▶ **TASK INSTRUCTIONS**:
A) In the irradiation field passage, why does the image generation unit 51 generate the interference information image 192 in the state of FIG. 13(a)? Answer in one or two sentences.
B) Summarize the irradiation field passage in exactly two sentences.

In the state of FIG. 12(a), the image generation unit 51 acquires the range 99 of the first irradiation field at the current time based on the irradiation field range information related to the range of the first irradiation field. The image generation unit 51 also acquires the range 199 of the first irradiation field at the time of generation of the LIH image 98, based on the irradiation field range information at the time of generation of the LIH image 98. Then, the image generation unit 51 generates an irradiation field image 193 in which the LIH image 98 is placed at a position in the current range 99 of the first irradiation field corresponding to the position in the range 199 of the first irradiation field at the time of image generation. Then, as shown in FIG. 12(b), the image generation unit 51 causes the display unit 60 to display the irradiation field image 193 in which the LIH image 98 is placed.

FIG. 13(a) is a schematic diagram showing the positional relationship among the subject 9, the first X-ray imaging unit 30, the tabletop 10, and the tabletop moving rail 20 after moving the first X-ray imaging unit 30 in the Y1 direction. Also in FIG. 13(a), the tabletop moving rail 20, which is not visible to the user because it is disposed below the tabletop 10, is represented by a dash-dotted line. FIG. 13(b) is a schematic diagram of the irradiation field image 193 displayed on the display unit 60 after moving the first X-ray imaging unit 30 in the Y1 direction. As shown in FIG. 13(b), the irradiation field image 193 showing the current range 99 of the first irradiation field is moved on the LIH image 98 on the display unit 60 in response to the movement of the first X-ray imaging unit 30. In the states of FIG. 13(a) and FIG. 13(b), the tabletop moving rail 20 interferes with the first irradiation field.

In the state of FIG. 13(a), similarly to the state of FIG. 12(a), the image generation unit 51 generates an irradiation field image 193 in which the LIH image 98 is placed at a position in the current range 99 of the first irradiation field corresponding to the position in the range 199 of the first irradiation field at the time of image generation. Here, the image generation unit 51 generates the interference information image 192 because the tabletop moving rail 20 interferes in the first irradiation field, based on the irradiation field range information related to the range 99 of the first irradiation field and the member position information related to the position of the tabletop moving rail 20. The interference information image 192 is, as an example, an image with a visible color applied to the range where the tabletop moving rail 20 interferes in the first irradiation field. Then, as shown in FIG. 13(b), the image generation unit 51 causes the display unit 60 to display the irradiation field image 193 including the LIH image 98, on which the interference information image 192 is aligned and superimposed.

Note that in the state of FIG. 13(a), if the first X-ray imaging unit 30 is further moved in the Y1 direction, the irradiation field image 193, in which the interference information image 192 is superimposed on the LIH image 98, is displayed on the display unit 60.

[Object pointing dataset rows]
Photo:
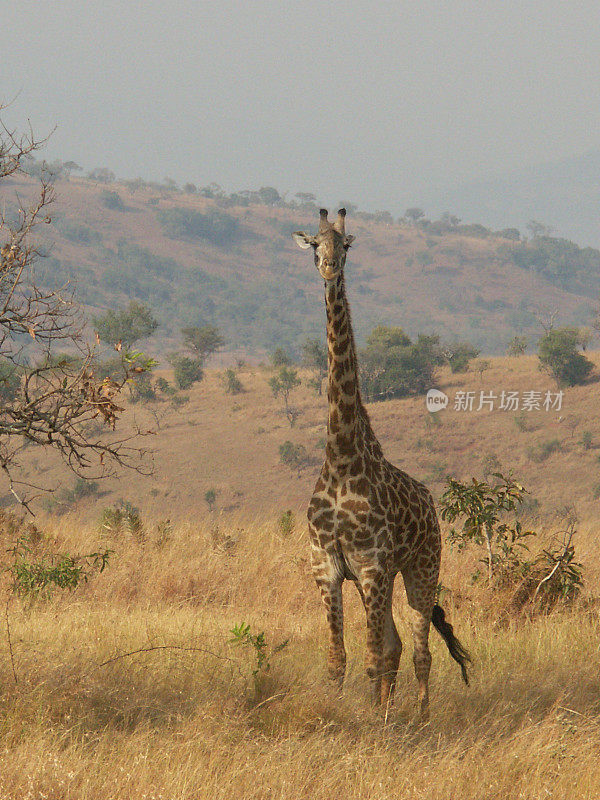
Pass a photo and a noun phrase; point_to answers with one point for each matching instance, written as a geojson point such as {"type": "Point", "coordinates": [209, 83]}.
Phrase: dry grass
{"type": "Point", "coordinates": [231, 444]}
{"type": "Point", "coordinates": [190, 721]}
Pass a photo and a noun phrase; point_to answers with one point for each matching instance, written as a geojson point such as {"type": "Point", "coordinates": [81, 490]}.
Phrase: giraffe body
{"type": "Point", "coordinates": [368, 520]}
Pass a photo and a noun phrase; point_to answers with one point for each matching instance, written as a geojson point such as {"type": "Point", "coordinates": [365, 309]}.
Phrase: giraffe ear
{"type": "Point", "coordinates": [303, 240]}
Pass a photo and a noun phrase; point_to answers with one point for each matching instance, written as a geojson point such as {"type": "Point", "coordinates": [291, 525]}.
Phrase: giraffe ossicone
{"type": "Point", "coordinates": [369, 520]}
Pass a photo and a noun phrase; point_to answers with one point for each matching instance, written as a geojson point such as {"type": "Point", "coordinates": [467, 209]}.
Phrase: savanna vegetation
{"type": "Point", "coordinates": [161, 633]}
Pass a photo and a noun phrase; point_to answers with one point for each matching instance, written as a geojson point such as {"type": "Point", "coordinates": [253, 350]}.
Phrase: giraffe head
{"type": "Point", "coordinates": [330, 245]}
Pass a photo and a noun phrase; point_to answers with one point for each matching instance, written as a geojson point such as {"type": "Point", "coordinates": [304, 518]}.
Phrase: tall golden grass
{"type": "Point", "coordinates": [184, 717]}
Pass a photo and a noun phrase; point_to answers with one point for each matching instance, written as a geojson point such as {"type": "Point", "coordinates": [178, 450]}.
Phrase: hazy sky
{"type": "Point", "coordinates": [378, 103]}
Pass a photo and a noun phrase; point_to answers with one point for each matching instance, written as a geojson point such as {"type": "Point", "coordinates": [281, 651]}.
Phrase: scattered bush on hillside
{"type": "Point", "coordinates": [126, 326]}
{"type": "Point", "coordinates": [293, 456]}
{"type": "Point", "coordinates": [210, 498]}
{"type": "Point", "coordinates": [35, 564]}
{"type": "Point", "coordinates": [282, 385]}
{"type": "Point", "coordinates": [56, 402]}
{"type": "Point", "coordinates": [392, 365]}
{"type": "Point", "coordinates": [559, 357]}
{"type": "Point", "coordinates": [203, 342]}
{"type": "Point", "coordinates": [163, 385]}
{"type": "Point", "coordinates": [481, 506]}
{"type": "Point", "coordinates": [517, 346]}
{"type": "Point", "coordinates": [286, 523]}
{"type": "Point", "coordinates": [141, 389]}
{"type": "Point", "coordinates": [76, 231]}
{"type": "Point", "coordinates": [314, 356]}
{"type": "Point", "coordinates": [101, 175]}
{"type": "Point", "coordinates": [552, 576]}
{"type": "Point", "coordinates": [231, 382]}
{"type": "Point", "coordinates": [560, 261]}
{"type": "Point", "coordinates": [280, 358]}
{"type": "Point", "coordinates": [182, 223]}
{"type": "Point", "coordinates": [459, 355]}
{"type": "Point", "coordinates": [543, 450]}
{"type": "Point", "coordinates": [112, 200]}
{"type": "Point", "coordinates": [187, 371]}
{"type": "Point", "coordinates": [123, 518]}
{"type": "Point", "coordinates": [263, 653]}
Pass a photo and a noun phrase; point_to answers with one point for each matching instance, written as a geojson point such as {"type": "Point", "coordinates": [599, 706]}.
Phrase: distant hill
{"type": "Point", "coordinates": [230, 260]}
{"type": "Point", "coordinates": [231, 444]}
{"type": "Point", "coordinates": [564, 194]}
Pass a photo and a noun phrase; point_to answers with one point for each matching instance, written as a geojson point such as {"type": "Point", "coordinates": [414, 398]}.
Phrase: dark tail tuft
{"type": "Point", "coordinates": [457, 651]}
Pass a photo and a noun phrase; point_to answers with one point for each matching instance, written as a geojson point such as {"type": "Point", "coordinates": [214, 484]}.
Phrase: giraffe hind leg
{"type": "Point", "coordinates": [392, 648]}
{"type": "Point", "coordinates": [420, 593]}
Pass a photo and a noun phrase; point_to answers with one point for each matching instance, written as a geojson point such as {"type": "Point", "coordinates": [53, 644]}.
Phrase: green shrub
{"type": "Point", "coordinates": [112, 200]}
{"type": "Point", "coordinates": [286, 523]}
{"type": "Point", "coordinates": [392, 365]}
{"type": "Point", "coordinates": [187, 371]}
{"type": "Point", "coordinates": [459, 356]}
{"type": "Point", "coordinates": [231, 382]}
{"type": "Point", "coordinates": [293, 455]}
{"type": "Point", "coordinates": [559, 356]}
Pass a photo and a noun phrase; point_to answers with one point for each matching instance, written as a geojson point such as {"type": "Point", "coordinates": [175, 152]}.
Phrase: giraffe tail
{"type": "Point", "coordinates": [457, 651]}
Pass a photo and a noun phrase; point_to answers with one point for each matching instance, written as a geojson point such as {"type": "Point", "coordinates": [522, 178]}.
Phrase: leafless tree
{"type": "Point", "coordinates": [50, 394]}
{"type": "Point", "coordinates": [545, 317]}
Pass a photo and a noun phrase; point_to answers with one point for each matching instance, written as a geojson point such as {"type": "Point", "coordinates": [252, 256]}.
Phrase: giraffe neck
{"type": "Point", "coordinates": [343, 394]}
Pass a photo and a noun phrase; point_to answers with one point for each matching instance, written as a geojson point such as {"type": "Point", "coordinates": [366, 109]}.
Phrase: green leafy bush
{"type": "Point", "coordinates": [231, 382]}
{"type": "Point", "coordinates": [559, 356]}
{"type": "Point", "coordinates": [392, 365]}
{"type": "Point", "coordinates": [187, 371]}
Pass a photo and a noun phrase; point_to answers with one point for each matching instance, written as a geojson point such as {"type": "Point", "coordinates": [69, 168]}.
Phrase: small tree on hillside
{"type": "Point", "coordinates": [481, 506]}
{"type": "Point", "coordinates": [459, 356]}
{"type": "Point", "coordinates": [517, 346]}
{"type": "Point", "coordinates": [314, 356]}
{"type": "Point", "coordinates": [203, 342]}
{"type": "Point", "coordinates": [126, 326]}
{"type": "Point", "coordinates": [282, 385]}
{"type": "Point", "coordinates": [414, 214]}
{"type": "Point", "coordinates": [560, 357]}
{"type": "Point", "coordinates": [187, 371]}
{"type": "Point", "coordinates": [49, 399]}
{"type": "Point", "coordinates": [293, 455]}
{"type": "Point", "coordinates": [280, 358]}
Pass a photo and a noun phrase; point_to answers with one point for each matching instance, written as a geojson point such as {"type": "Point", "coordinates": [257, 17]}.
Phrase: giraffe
{"type": "Point", "coordinates": [369, 520]}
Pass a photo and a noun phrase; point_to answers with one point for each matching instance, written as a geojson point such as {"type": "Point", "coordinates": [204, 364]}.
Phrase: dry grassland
{"type": "Point", "coordinates": [185, 718]}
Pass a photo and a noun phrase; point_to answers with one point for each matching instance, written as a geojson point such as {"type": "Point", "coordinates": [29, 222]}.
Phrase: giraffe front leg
{"type": "Point", "coordinates": [329, 582]}
{"type": "Point", "coordinates": [392, 650]}
{"type": "Point", "coordinates": [374, 585]}
{"type": "Point", "coordinates": [331, 594]}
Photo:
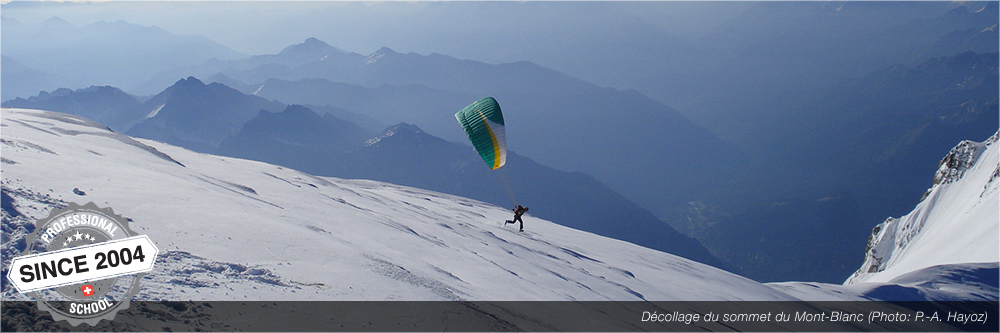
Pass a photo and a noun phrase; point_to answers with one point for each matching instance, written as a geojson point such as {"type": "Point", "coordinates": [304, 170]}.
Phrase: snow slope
{"type": "Point", "coordinates": [955, 224]}
{"type": "Point", "coordinates": [231, 229]}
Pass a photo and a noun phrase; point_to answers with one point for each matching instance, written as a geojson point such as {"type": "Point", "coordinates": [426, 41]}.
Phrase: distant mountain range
{"type": "Point", "coordinates": [558, 120]}
{"type": "Point", "coordinates": [816, 118]}
{"type": "Point", "coordinates": [862, 153]}
{"type": "Point", "coordinates": [100, 54]}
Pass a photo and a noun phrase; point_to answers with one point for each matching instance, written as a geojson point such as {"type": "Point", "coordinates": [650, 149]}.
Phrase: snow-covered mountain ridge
{"type": "Point", "coordinates": [955, 223]}
{"type": "Point", "coordinates": [237, 229]}
{"type": "Point", "coordinates": [233, 229]}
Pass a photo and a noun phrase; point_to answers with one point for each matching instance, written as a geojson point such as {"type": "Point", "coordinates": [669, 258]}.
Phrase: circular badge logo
{"type": "Point", "coordinates": [82, 264]}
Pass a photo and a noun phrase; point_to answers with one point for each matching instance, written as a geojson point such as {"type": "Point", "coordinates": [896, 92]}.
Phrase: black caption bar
{"type": "Point", "coordinates": [278, 316]}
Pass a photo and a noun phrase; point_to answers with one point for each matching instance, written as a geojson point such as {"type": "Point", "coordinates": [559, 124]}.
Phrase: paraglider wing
{"type": "Point", "coordinates": [483, 123]}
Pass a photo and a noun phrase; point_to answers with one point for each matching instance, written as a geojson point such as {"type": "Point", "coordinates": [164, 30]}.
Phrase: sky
{"type": "Point", "coordinates": [550, 34]}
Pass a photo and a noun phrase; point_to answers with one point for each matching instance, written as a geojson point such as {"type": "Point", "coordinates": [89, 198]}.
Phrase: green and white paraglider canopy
{"type": "Point", "coordinates": [483, 123]}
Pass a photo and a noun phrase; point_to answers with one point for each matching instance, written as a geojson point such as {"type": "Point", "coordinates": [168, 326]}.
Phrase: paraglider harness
{"type": "Point", "coordinates": [518, 211]}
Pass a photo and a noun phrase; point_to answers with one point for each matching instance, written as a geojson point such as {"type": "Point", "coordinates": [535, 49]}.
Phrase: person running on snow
{"type": "Point", "coordinates": [518, 211]}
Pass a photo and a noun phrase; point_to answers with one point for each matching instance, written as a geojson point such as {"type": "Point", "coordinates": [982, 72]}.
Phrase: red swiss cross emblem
{"type": "Point", "coordinates": [88, 290]}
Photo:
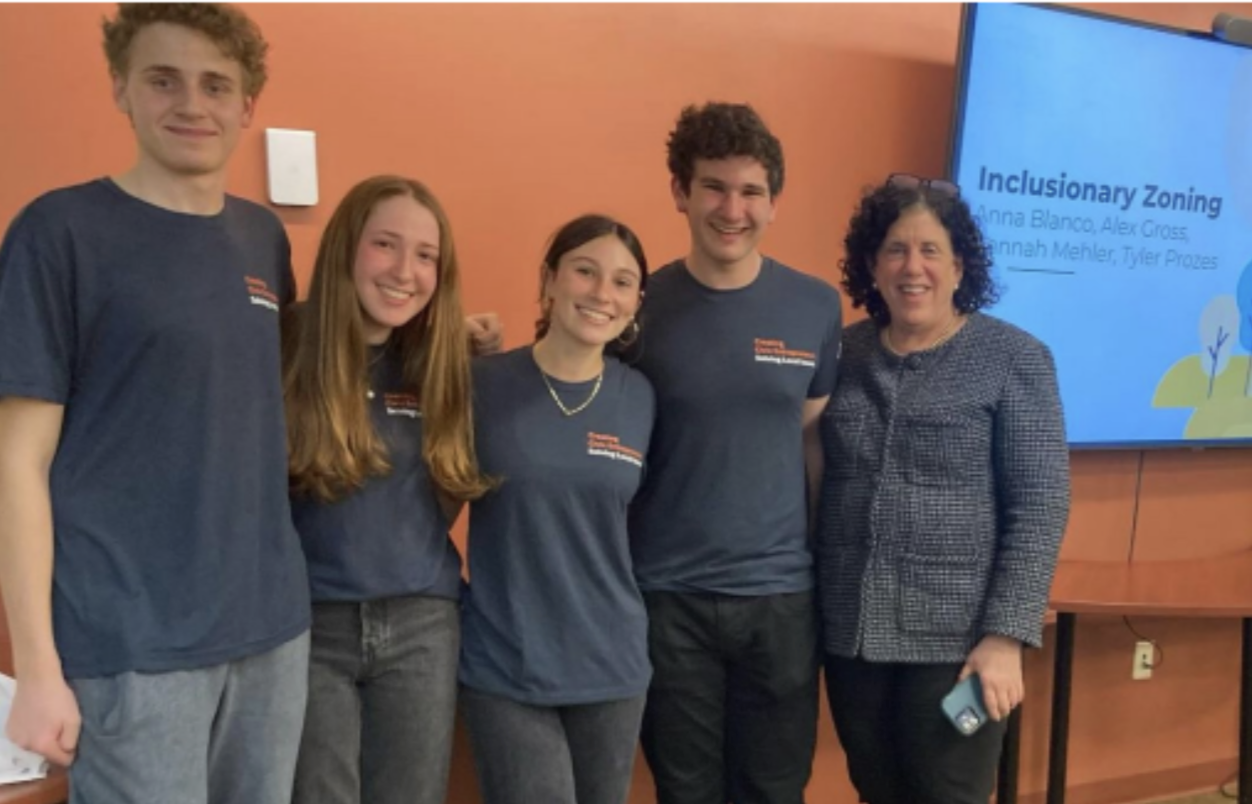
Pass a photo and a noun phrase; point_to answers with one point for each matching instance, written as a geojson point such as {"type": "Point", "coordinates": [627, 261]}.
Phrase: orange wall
{"type": "Point", "coordinates": [521, 117]}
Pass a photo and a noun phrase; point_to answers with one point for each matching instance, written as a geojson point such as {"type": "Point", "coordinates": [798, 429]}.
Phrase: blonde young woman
{"type": "Point", "coordinates": [377, 383]}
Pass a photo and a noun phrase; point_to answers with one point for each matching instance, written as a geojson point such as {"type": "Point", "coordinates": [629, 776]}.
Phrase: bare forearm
{"type": "Point", "coordinates": [26, 571]}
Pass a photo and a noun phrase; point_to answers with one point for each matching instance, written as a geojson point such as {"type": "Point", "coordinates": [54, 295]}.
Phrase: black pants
{"type": "Point", "coordinates": [900, 747]}
{"type": "Point", "coordinates": [733, 710]}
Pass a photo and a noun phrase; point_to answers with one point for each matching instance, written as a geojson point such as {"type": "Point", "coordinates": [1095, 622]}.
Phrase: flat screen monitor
{"type": "Point", "coordinates": [1109, 164]}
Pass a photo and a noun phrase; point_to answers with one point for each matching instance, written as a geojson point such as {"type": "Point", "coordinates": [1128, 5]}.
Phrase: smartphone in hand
{"type": "Point", "coordinates": [964, 708]}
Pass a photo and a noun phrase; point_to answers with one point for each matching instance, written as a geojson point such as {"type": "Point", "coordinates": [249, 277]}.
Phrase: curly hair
{"type": "Point", "coordinates": [230, 30]}
{"type": "Point", "coordinates": [720, 130]}
{"type": "Point", "coordinates": [879, 209]}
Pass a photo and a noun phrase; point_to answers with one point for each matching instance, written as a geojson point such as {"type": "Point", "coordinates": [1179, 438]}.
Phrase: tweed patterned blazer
{"type": "Point", "coordinates": [944, 497]}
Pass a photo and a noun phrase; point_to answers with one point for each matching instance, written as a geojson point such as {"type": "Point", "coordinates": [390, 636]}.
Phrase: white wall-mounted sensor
{"type": "Point", "coordinates": [291, 158]}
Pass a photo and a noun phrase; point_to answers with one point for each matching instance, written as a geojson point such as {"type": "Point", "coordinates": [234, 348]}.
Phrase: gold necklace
{"type": "Point", "coordinates": [369, 367]}
{"type": "Point", "coordinates": [943, 338]}
{"type": "Point", "coordinates": [565, 410]}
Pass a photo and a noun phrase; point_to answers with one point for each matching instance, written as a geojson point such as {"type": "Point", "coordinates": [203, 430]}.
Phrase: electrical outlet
{"type": "Point", "coordinates": [1144, 654]}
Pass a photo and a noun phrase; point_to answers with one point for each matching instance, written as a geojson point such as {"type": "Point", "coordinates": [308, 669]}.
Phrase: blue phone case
{"type": "Point", "coordinates": [964, 705]}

▶ **ANSWERS IN ORDER**:
A) The image generation unit 51 generates the interference information image 192 because the tabletop moving rail 20 interferes in the first irradiation field. It bases this image on the irradiation field range information for the range 99 of the first irradiation field and the member position information for the position of the tabletop moving rail 20.

B) The image generation unit 51 places the LIH image 98 within the current range 99 of the first irradiation field, at the position corresponding to range 199 at the time the LIH image was generated, and has the display unit 60 show the resulting irradiation field image 193. When the first X-ray imaging unit 30 is moved in the Y1 direction, the image 193 moves on the LIH image 98, and if the tabletop moving rail 20 interferes with the first irradiation field, an interference information image 192 that marks the interfering range with a visible color is aligned and superimposed on the display.